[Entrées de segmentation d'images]
----

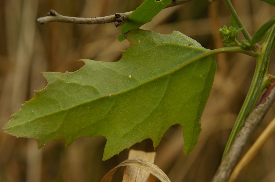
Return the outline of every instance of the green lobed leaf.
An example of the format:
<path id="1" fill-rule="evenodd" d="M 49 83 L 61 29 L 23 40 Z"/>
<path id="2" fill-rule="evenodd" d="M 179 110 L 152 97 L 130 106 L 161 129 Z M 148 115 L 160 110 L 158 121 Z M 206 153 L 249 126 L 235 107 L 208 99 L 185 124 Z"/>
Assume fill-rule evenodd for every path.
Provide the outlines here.
<path id="1" fill-rule="evenodd" d="M 266 2 L 273 6 L 275 6 L 275 1 L 274 0 L 261 0 L 261 1 Z"/>
<path id="2" fill-rule="evenodd" d="M 122 26 L 120 33 L 127 33 L 130 30 L 138 28 L 152 19 L 161 10 L 166 7 L 172 0 L 146 0 L 138 7 L 129 17 L 127 21 Z M 119 40 L 120 42 L 125 38 L 120 34 Z"/>
<path id="3" fill-rule="evenodd" d="M 184 154 L 197 142 L 210 92 L 215 56 L 178 31 L 132 30 L 130 47 L 114 63 L 87 59 L 73 73 L 44 73 L 46 87 L 12 116 L 5 132 L 33 138 L 40 148 L 63 140 L 98 136 L 107 140 L 103 160 L 151 138 L 156 147 L 173 125 L 183 127 Z"/>
<path id="4" fill-rule="evenodd" d="M 255 34 L 251 40 L 251 46 L 263 40 L 266 36 L 267 32 L 275 24 L 275 18 L 273 18 L 263 25 Z"/>

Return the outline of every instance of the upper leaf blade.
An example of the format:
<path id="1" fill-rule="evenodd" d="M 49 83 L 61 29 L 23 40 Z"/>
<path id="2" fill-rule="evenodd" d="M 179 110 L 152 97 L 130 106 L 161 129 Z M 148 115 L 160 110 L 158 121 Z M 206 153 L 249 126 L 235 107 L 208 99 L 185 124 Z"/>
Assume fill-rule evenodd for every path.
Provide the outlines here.
<path id="1" fill-rule="evenodd" d="M 185 155 L 196 144 L 200 119 L 216 69 L 209 51 L 177 31 L 132 30 L 130 47 L 115 63 L 83 60 L 73 73 L 43 73 L 44 89 L 21 106 L 4 128 L 36 140 L 40 148 L 63 140 L 106 137 L 103 159 L 149 138 L 156 147 L 171 126 L 180 124 Z"/>
<path id="2" fill-rule="evenodd" d="M 261 1 L 266 2 L 273 6 L 275 6 L 275 1 L 274 0 L 261 0 Z"/>
<path id="3" fill-rule="evenodd" d="M 273 18 L 263 25 L 257 31 L 251 40 L 250 43 L 251 45 L 263 40 L 266 37 L 268 30 L 274 24 L 275 18 Z"/>
<path id="4" fill-rule="evenodd" d="M 138 7 L 129 17 L 127 22 L 122 26 L 120 33 L 123 34 L 132 29 L 138 28 L 143 25 L 150 22 L 156 15 L 168 5 L 172 0 L 146 0 Z M 125 38 L 120 34 L 120 42 Z"/>

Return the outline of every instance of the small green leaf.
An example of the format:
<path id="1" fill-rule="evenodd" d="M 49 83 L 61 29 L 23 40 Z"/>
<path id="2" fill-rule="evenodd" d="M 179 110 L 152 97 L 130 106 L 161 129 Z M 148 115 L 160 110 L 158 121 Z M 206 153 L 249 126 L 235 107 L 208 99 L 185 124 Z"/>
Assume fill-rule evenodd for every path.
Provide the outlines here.
<path id="1" fill-rule="evenodd" d="M 273 6 L 275 6 L 275 1 L 274 0 L 261 0 L 261 1 L 266 2 Z"/>
<path id="2" fill-rule="evenodd" d="M 272 18 L 263 25 L 258 30 L 251 39 L 250 42 L 251 46 L 263 40 L 266 37 L 268 30 L 274 24 L 275 24 L 275 18 Z"/>
<path id="3" fill-rule="evenodd" d="M 4 128 L 17 137 L 36 140 L 41 148 L 64 140 L 101 136 L 106 160 L 144 140 L 158 145 L 170 127 L 182 126 L 186 155 L 201 130 L 200 118 L 216 67 L 210 51 L 175 31 L 162 35 L 134 29 L 131 43 L 116 62 L 82 60 L 73 73 L 44 73 L 48 84 L 21 106 Z"/>
<path id="4" fill-rule="evenodd" d="M 131 13 L 127 22 L 121 28 L 120 33 L 127 33 L 132 29 L 138 28 L 152 19 L 170 3 L 172 0 L 146 0 Z M 119 40 L 121 42 L 125 38 L 120 34 Z"/>

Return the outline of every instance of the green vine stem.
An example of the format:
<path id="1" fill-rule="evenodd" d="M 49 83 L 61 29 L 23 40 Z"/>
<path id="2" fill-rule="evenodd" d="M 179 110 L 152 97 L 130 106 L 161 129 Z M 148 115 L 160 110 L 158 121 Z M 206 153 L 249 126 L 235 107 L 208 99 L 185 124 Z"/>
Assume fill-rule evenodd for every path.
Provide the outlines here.
<path id="1" fill-rule="evenodd" d="M 246 97 L 234 125 L 224 153 L 228 152 L 234 138 L 255 106 L 262 92 L 270 84 L 268 71 L 271 54 L 275 44 L 275 25 L 271 28 L 263 44 L 262 51 L 256 57 L 256 67 Z"/>
<path id="2" fill-rule="evenodd" d="M 234 19 L 237 24 L 238 25 L 238 26 L 239 27 L 239 28 L 240 29 L 241 29 L 241 31 L 244 36 L 244 37 L 246 40 L 250 42 L 252 39 L 251 36 L 249 34 L 248 31 L 247 31 L 246 28 L 244 27 L 244 25 L 243 23 L 241 20 L 241 19 L 238 16 L 237 14 L 237 12 L 236 12 L 233 5 L 232 5 L 232 4 L 230 1 L 230 0 L 224 0 L 224 2 L 226 4 L 230 11 L 233 18 L 234 18 Z M 256 45 L 254 45 L 252 47 L 252 49 L 256 52 L 260 52 L 260 48 L 259 47 Z"/>
<path id="3" fill-rule="evenodd" d="M 236 12 L 236 10 L 235 10 L 235 9 L 233 7 L 233 5 L 232 5 L 232 4 L 231 3 L 230 0 L 224 0 L 224 2 L 225 3 L 227 8 L 229 9 L 230 13 L 231 13 L 232 16 L 234 18 L 234 19 L 235 20 L 235 21 L 237 23 L 237 24 L 238 25 L 239 28 L 243 28 L 241 31 L 244 37 L 246 40 L 250 42 L 252 39 L 251 36 L 248 33 L 248 31 L 244 27 L 244 25 L 243 23 L 243 22 L 242 22 L 241 20 L 240 17 L 237 14 L 237 12 Z"/>

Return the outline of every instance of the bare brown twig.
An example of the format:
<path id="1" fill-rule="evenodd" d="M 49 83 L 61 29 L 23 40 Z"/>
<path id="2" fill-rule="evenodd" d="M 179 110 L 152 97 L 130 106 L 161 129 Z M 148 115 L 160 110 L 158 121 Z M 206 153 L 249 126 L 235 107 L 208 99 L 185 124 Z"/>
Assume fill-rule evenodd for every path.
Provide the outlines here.
<path id="1" fill-rule="evenodd" d="M 165 8 L 182 4 L 193 0 L 173 0 Z M 40 24 L 52 22 L 59 22 L 76 24 L 94 25 L 115 22 L 116 27 L 119 26 L 121 22 L 128 19 L 133 11 L 126 13 L 117 13 L 115 15 L 106 16 L 94 18 L 83 18 L 67 16 L 60 15 L 53 10 L 47 14 L 46 16 L 39 18 L 36 22 Z"/>
<path id="2" fill-rule="evenodd" d="M 258 105 L 249 115 L 222 161 L 211 181 L 212 182 L 227 181 L 250 137 L 262 122 L 274 100 L 275 80 L 263 96 Z"/>

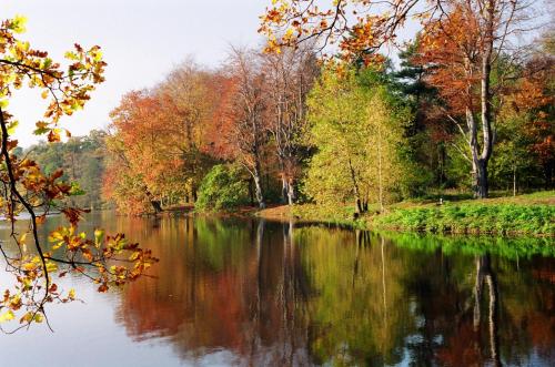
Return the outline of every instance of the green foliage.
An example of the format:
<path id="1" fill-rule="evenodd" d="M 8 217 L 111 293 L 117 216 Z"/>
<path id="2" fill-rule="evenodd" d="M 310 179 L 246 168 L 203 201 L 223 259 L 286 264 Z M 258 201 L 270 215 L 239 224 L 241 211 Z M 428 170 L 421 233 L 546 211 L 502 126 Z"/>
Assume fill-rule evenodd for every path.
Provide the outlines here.
<path id="1" fill-rule="evenodd" d="M 64 143 L 41 142 L 31 146 L 27 154 L 46 174 L 63 169 L 62 179 L 72 185 L 69 200 L 73 205 L 101 208 L 104 205 L 104 132 L 93 130 L 87 136 L 70 137 Z"/>
<path id="2" fill-rule="evenodd" d="M 195 208 L 201 212 L 231 211 L 249 203 L 249 190 L 238 166 L 218 164 L 204 176 Z"/>
<path id="3" fill-rule="evenodd" d="M 553 205 L 464 203 L 395 210 L 377 227 L 446 233 L 555 234 Z"/>
<path id="4" fill-rule="evenodd" d="M 324 71 L 309 99 L 317 150 L 305 192 L 319 204 L 381 202 L 398 191 L 403 125 L 410 112 L 373 70 Z"/>

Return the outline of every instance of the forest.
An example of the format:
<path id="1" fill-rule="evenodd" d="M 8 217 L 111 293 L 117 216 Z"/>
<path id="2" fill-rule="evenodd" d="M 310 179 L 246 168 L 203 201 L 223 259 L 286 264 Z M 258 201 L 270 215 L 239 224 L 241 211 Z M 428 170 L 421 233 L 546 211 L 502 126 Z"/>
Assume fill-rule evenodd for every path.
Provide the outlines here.
<path id="1" fill-rule="evenodd" d="M 363 281 L 361 284 L 383 287 L 383 313 L 380 309 L 381 314 L 375 315 L 384 316 L 384 320 L 386 271 L 392 274 L 398 271 L 398 277 L 406 282 L 413 276 L 405 276 L 408 274 L 405 264 L 433 264 L 431 254 L 438 256 L 435 259 L 444 266 L 445 274 L 453 271 L 448 259 L 436 251 L 440 245 L 427 242 L 431 237 L 425 236 L 420 244 L 424 251 L 418 253 L 422 255 L 418 262 L 411 259 L 413 255 L 407 261 L 392 257 L 392 265 L 386 266 L 384 252 L 390 246 L 381 234 L 384 230 L 535 235 L 541 238 L 534 239 L 539 241 L 476 237 L 475 245 L 466 246 L 474 258 L 464 259 L 465 275 L 457 273 L 453 283 L 458 287 L 466 279 L 461 292 L 466 295 L 474 292 L 474 306 L 470 302 L 462 305 L 458 297 L 452 305 L 457 313 L 464 308 L 466 322 L 473 317 L 474 332 L 466 323 L 468 328 L 464 333 L 486 329 L 481 327 L 485 320 L 481 306 L 486 304 L 482 290 L 487 286 L 490 354 L 494 365 L 501 365 L 495 315 L 505 300 L 498 297 L 492 268 L 501 267 L 500 273 L 508 274 L 508 267 L 503 265 L 504 261 L 491 262 L 491 253 L 509 254 L 511 262 L 506 264 L 513 266 L 515 259 L 515 274 L 521 267 L 519 255 L 529 255 L 522 259 L 524 267 L 532 269 L 536 261 L 538 271 L 531 271 L 534 281 L 526 281 L 527 285 L 537 282 L 551 289 L 554 283 L 551 259 L 545 265 L 532 255 L 552 256 L 555 234 L 555 29 L 549 23 L 542 24 L 538 12 L 544 9 L 526 0 L 333 0 L 324 8 L 320 3 L 269 1 L 258 30 L 263 43 L 254 48 L 230 45 L 219 67 L 208 67 L 213 64 L 208 60 L 185 58 L 161 75 L 158 83 L 127 91 L 110 112 L 105 128 L 92 130 L 87 136 L 73 136 L 64 128 L 63 119 L 74 116 L 88 105 L 95 89 L 107 81 L 109 64 L 102 49 L 73 43 L 61 61 L 56 61 L 49 52 L 34 49 L 21 38 L 26 32 L 24 17 L 14 16 L 0 22 L 0 215 L 7 223 L 1 228 L 4 237 L 0 242 L 0 259 L 6 273 L 12 276 L 8 287 L 1 289 L 0 332 L 8 330 L 3 328 L 6 324 L 12 327 L 9 333 L 34 323 L 44 323 L 52 329 L 46 307 L 80 300 L 72 286 L 80 287 L 82 279 L 89 281 L 87 284 L 99 293 L 121 290 L 144 275 L 154 279 L 148 274 L 160 261 L 153 253 L 157 248 L 153 244 L 173 244 L 174 247 L 168 245 L 160 253 L 170 254 L 167 256 L 170 261 L 179 259 L 184 266 L 183 274 L 188 274 L 188 266 L 194 268 L 194 274 L 196 266 L 210 267 L 214 271 L 214 282 L 221 282 L 233 296 L 236 296 L 234 282 L 241 287 L 246 283 L 221 277 L 218 264 L 203 262 L 198 254 L 213 251 L 212 258 L 236 262 L 238 257 L 218 254 L 229 248 L 238 251 L 240 247 L 229 246 L 235 239 L 249 251 L 255 248 L 244 254 L 244 264 L 251 265 L 241 272 L 258 279 L 256 289 L 251 288 L 258 295 L 245 297 L 248 300 L 241 304 L 260 310 L 264 307 L 260 302 L 264 299 L 260 287 L 263 272 L 272 271 L 261 264 L 265 257 L 266 262 L 275 258 L 264 254 L 262 241 L 265 220 L 272 217 L 281 220 L 281 227 L 275 223 L 269 227 L 273 227 L 274 234 L 282 232 L 282 253 L 291 256 L 295 247 L 303 247 L 294 246 L 293 238 L 302 244 L 307 233 L 295 230 L 299 236 L 294 237 L 295 225 L 330 222 L 350 225 L 349 235 L 336 227 L 317 228 L 323 234 L 339 233 L 341 246 L 347 245 L 342 237 L 355 239 L 357 245 L 350 253 L 341 253 L 343 247 L 339 245 L 337 251 L 324 247 L 331 242 L 326 235 L 314 236 L 315 253 L 322 256 L 320 271 L 312 264 L 312 256 L 295 257 L 295 262 L 301 261 L 297 264 L 316 269 L 311 282 L 320 290 L 303 296 L 325 300 L 326 294 L 333 294 L 334 303 L 347 299 L 344 297 L 347 278 L 334 276 L 333 272 L 343 274 L 342 268 L 349 263 L 353 268 L 352 289 L 355 277 Z M 407 35 L 408 22 L 417 24 L 417 32 L 401 40 L 401 35 Z M 56 22 L 49 24 L 54 26 Z M 141 53 L 148 52 L 140 45 L 135 48 Z M 132 70 L 133 78 L 141 75 L 141 70 L 132 69 L 133 62 L 125 63 L 125 68 Z M 44 102 L 32 105 L 41 115 L 33 121 L 33 134 L 43 141 L 24 149 L 16 139 L 18 109 L 10 106 L 21 89 L 33 90 Z M 113 210 L 122 215 L 111 216 Z M 230 239 L 205 241 L 208 245 L 199 249 L 202 246 L 195 241 L 202 244 L 202 236 L 218 233 L 218 225 L 206 223 L 221 218 L 216 215 L 183 218 L 174 213 L 234 213 L 243 217 L 229 215 L 232 221 L 221 223 L 230 230 Z M 246 215 L 259 218 L 245 218 Z M 83 221 L 80 227 L 82 220 L 89 221 Z M 165 226 L 162 235 L 158 231 L 164 228 L 164 223 L 171 225 Z M 189 239 L 179 237 L 183 230 Z M 376 236 L 361 230 L 377 231 Z M 128 239 L 124 232 L 131 238 L 150 233 L 160 236 L 144 245 Z M 266 232 L 266 238 L 271 233 Z M 457 246 L 462 253 L 466 251 L 454 238 L 453 247 L 442 245 L 445 254 Z M 505 241 L 506 245 L 495 249 L 494 243 Z M 418 246 L 411 236 L 400 235 L 394 242 L 401 244 L 395 248 L 405 243 L 406 248 Z M 273 247 L 266 244 L 266 249 Z M 382 258 L 381 275 L 372 265 L 377 261 L 377 251 Z M 333 271 L 326 259 L 343 265 Z M 372 272 L 365 272 L 364 262 Z M 167 279 L 175 284 L 172 276 L 178 274 L 178 267 L 157 268 L 161 274 L 169 273 Z M 424 268 L 416 266 L 415 272 Z M 467 272 L 472 268 L 476 268 L 475 275 Z M 283 272 L 280 278 L 285 279 Z M 286 269 L 286 276 L 296 277 L 290 284 L 304 284 L 309 289 L 309 277 L 295 272 Z M 432 273 L 430 276 L 435 276 Z M 68 274 L 67 281 L 61 279 Z M 424 284 L 427 276 L 423 273 L 420 282 Z M 341 282 L 334 281 L 340 278 Z M 473 282 L 471 278 L 475 278 L 474 285 L 468 283 Z M 504 275 L 500 276 L 503 278 Z M 443 282 L 447 277 L 440 274 L 435 279 Z M 518 282 L 522 279 L 518 276 Z M 405 309 L 411 305 L 407 300 L 412 302 L 410 294 L 400 290 L 394 296 L 395 285 L 391 279 L 387 283 L 393 296 L 390 303 L 413 313 L 414 309 Z M 333 284 L 337 287 L 327 287 Z M 291 295 L 294 286 L 289 288 L 276 287 Z M 157 288 L 149 289 L 158 294 Z M 205 296 L 202 292 L 196 294 L 194 287 L 191 289 L 186 302 L 196 304 L 196 297 Z M 434 292 L 425 284 L 422 287 L 415 284 L 414 289 L 420 296 L 421 292 Z M 179 299 L 179 294 L 173 294 Z M 160 295 L 173 297 L 170 292 Z M 542 305 L 548 304 L 539 298 Z M 518 300 L 526 300 L 526 296 Z M 314 307 L 322 310 L 310 314 L 316 322 L 320 315 L 319 325 L 342 323 L 327 322 L 329 317 L 322 315 L 337 315 L 343 305 L 331 308 L 323 303 Z M 350 302 L 344 314 L 350 315 L 353 307 L 359 306 Z M 372 314 L 369 305 L 362 307 Z M 198 310 L 194 308 L 194 313 Z M 534 319 L 533 314 L 529 317 L 519 310 L 516 314 L 521 318 L 514 325 L 525 326 L 528 319 Z M 546 310 L 542 318 L 536 318 L 537 323 L 546 320 L 545 325 L 554 325 L 552 314 Z M 231 309 L 229 315 L 232 318 L 240 313 Z M 73 325 L 74 319 L 68 325 Z M 451 324 L 460 319 L 457 316 Z M 337 333 L 344 334 L 337 343 L 330 334 L 327 343 L 333 349 L 365 340 L 364 337 L 351 340 L 345 336 L 350 333 L 345 325 L 341 325 L 345 332 Z M 553 327 L 539 329 L 553 332 Z M 365 327 L 361 333 L 367 330 Z M 376 326 L 375 330 L 386 328 Z M 310 333 L 312 329 L 302 334 Z M 466 340 L 464 333 L 448 343 Z M 398 335 L 395 340 L 408 340 Z M 387 341 L 387 335 L 371 337 L 380 338 Z M 102 339 L 109 338 L 103 335 Z M 544 339 L 553 338 L 548 335 Z M 443 337 L 433 340 L 444 343 Z M 42 345 L 42 339 L 36 344 Z M 383 347 L 382 355 L 385 349 L 393 347 Z M 547 359 L 553 360 L 551 355 Z M 326 361 L 323 357 L 314 360 Z M 392 355 L 391 360 L 401 359 Z"/>
<path id="2" fill-rule="evenodd" d="M 360 215 L 415 197 L 552 190 L 554 33 L 518 54 L 496 50 L 484 132 L 480 58 L 460 47 L 480 38 L 467 17 L 453 8 L 441 31 L 430 23 L 380 64 L 323 63 L 309 43 L 232 48 L 218 69 L 188 59 L 127 93 L 105 131 L 28 154 L 80 184 L 77 204 L 132 215 L 303 203 Z"/>

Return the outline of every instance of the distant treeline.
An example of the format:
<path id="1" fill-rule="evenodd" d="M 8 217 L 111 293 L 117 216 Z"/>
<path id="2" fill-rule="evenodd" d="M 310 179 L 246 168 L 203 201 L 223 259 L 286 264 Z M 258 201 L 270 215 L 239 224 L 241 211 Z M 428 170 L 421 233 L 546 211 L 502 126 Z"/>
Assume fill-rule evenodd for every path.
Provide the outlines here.
<path id="1" fill-rule="evenodd" d="M 63 170 L 62 180 L 74 185 L 74 195 L 69 198 L 72 204 L 99 210 L 110 205 L 102 196 L 104 139 L 105 132 L 93 130 L 87 136 L 70 137 L 67 142 L 38 143 L 20 154 L 33 159 L 47 175 Z"/>
<path id="2" fill-rule="evenodd" d="M 160 84 L 125 94 L 105 132 L 28 154 L 79 183 L 85 194 L 77 204 L 109 202 L 131 214 L 302 202 L 363 214 L 370 204 L 445 190 L 482 197 L 552 188 L 553 34 L 518 63 L 511 54 L 493 62 L 486 161 L 473 156 L 483 137 L 472 133 L 480 80 L 463 80 L 460 65 L 440 63 L 442 49 L 426 42 L 407 44 L 398 68 L 322 64 L 309 47 L 234 49 L 218 70 L 189 60 Z"/>

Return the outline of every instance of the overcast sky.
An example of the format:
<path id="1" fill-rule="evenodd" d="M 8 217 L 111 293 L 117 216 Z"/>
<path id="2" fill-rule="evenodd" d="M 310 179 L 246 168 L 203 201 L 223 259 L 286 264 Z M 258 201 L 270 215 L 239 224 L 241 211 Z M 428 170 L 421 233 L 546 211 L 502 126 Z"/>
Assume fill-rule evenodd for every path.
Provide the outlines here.
<path id="1" fill-rule="evenodd" d="M 102 47 L 107 81 L 83 111 L 62 120 L 73 135 L 84 135 L 107 126 L 109 112 L 125 92 L 154 85 L 185 58 L 218 67 L 230 44 L 262 44 L 256 29 L 268 3 L 270 0 L 0 0 L 0 9 L 2 19 L 26 16 L 28 31 L 22 39 L 49 51 L 53 60 L 61 61 L 75 42 Z M 534 3 L 545 14 L 553 1 Z M 401 39 L 414 30 L 410 24 Z M 37 142 L 32 131 L 44 101 L 36 91 L 21 91 L 9 109 L 20 120 L 16 135 L 21 145 Z"/>
<path id="2" fill-rule="evenodd" d="M 62 60 L 74 42 L 99 44 L 104 53 L 107 81 L 84 110 L 62 125 L 73 135 L 104 128 L 108 113 L 122 94 L 152 86 L 180 61 L 194 55 L 199 63 L 218 67 L 229 44 L 256 45 L 259 16 L 265 0 L 0 0 L 2 19 L 28 18 L 22 39 Z M 36 92 L 19 92 L 10 111 L 20 120 L 16 133 L 23 146 L 32 135 L 43 101 Z"/>

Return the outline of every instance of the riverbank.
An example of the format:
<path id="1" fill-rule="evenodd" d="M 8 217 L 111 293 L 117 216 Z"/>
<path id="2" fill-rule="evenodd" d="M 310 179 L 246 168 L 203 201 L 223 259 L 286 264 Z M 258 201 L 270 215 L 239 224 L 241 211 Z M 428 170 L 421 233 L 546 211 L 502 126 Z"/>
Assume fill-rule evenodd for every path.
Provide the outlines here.
<path id="1" fill-rule="evenodd" d="M 319 222 L 357 228 L 452 234 L 555 236 L 555 191 L 481 201 L 420 200 L 401 202 L 355 220 L 353 207 L 314 204 L 278 206 L 256 216 L 276 221 Z"/>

----

■ **OBJECTIF**:
Modifiez les lignes allant de celle qui contient « Return the outline of every instance of the distant » jusqu'à celle qui contient « 63 170 L 62 » incluse, en remplaçant « distant treeline » par « far hillside » sans rien changer d'autre. Ne recopiez que ces lignes.

■ **CORRIGÉ**:
Return the outline of every instance of the far hillside.
An example of the format:
<path id="1" fill-rule="evenodd" d="M 8 217 L 111 293 L 117 216 Z"/>
<path id="2" fill-rule="evenodd" d="M 310 179 L 246 168 L 203 201 L 223 259 L 286 264 Z M 258 201 L 270 215 L 239 224 L 241 211 Z M 428 170 L 421 233 L 546 211 L 502 126 Z"/>
Assume fill-rule evenodd for every path.
Provide the outlines here.
<path id="1" fill-rule="evenodd" d="M 63 170 L 62 180 L 74 185 L 74 195 L 69 198 L 72 204 L 99 210 L 110 205 L 102 196 L 104 139 L 105 132 L 93 130 L 87 136 L 70 137 L 67 142 L 38 143 L 20 154 L 33 159 L 47 175 Z"/>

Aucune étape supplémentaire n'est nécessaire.